TASK REQUIREMENTS: From the passage about the Staten Island Museum, return the part starting at "Founded in 1881 by" and ending at "and local history.", copied word for word.

PASSAGE FOR REVIEW:

════════════════

Museum in New York City

Staten Island Museum (officially the Staten Island Institute of Arts & Sciences) is Staten Island’s oldest cultural institution, and the only remaining general interest museum in New York City.

Founded in 1881 by fourteen of New York City’s first “environmental activists”, the Staten Island Museum houses artifacts and specimens from ancient to contemporary periods. This “mini-Smithsonian” is rich with arts, natural sciences and local history.

The museum's holdings are formally organized into three main collections: Natural Sciences, Fine Art, and History Archives & Library. The natural science collections encompass over 500,000 botanical, biological, anthropological and mineral specimens including bird nests and eggs, mounted animals, fossils, shells, and a significant collection of insects, including important type specimens. Based upon a 19th-century model, the art collection includes works spanning prehistory to the modern period, with representations of diverse world cultures from both the Western and Non-Western traditions. The historical collections include a library, maps and atlases, early films, audio recordings, photographs, historical objects, ephemera and archival documents reaching back to the 17th century.

== History ==
The Staten Island Museum was founded in 1881 as a private society of local naturalists and antiquarians who pooled their personal collections to create the public museum in 1908. William T. Davis, along with Nathaniel Lord Britton, Arthur Hollick, Charles W. Leng, are some of the founding fathers who also contributed significantly to the city's nature preserve, research and education. The museum focused on environmental protection and has participated in the preservation of High Rock Park and the William T. Davis Wildlife Refuge. Since 1908, the staff has conducted annual bird counts together with the Audubon Society. In 1909, the Section of Art was organized, and in 1919 the Staten Island Institute of Arts & Sciences was incorporated to reflect the broader mission which also includes local history.

════════════════

STORED DATA:

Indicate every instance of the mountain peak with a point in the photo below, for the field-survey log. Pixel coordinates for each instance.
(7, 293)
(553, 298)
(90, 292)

════════════════

RESULT:
Founded in 1881 by fourteen of New York City’s first “environmental activists”, the Staten Island Museum houses artifacts and specimens from ancient to contemporary periods. This “mini-Smithsonian” is rich with arts, natural sciences and local history.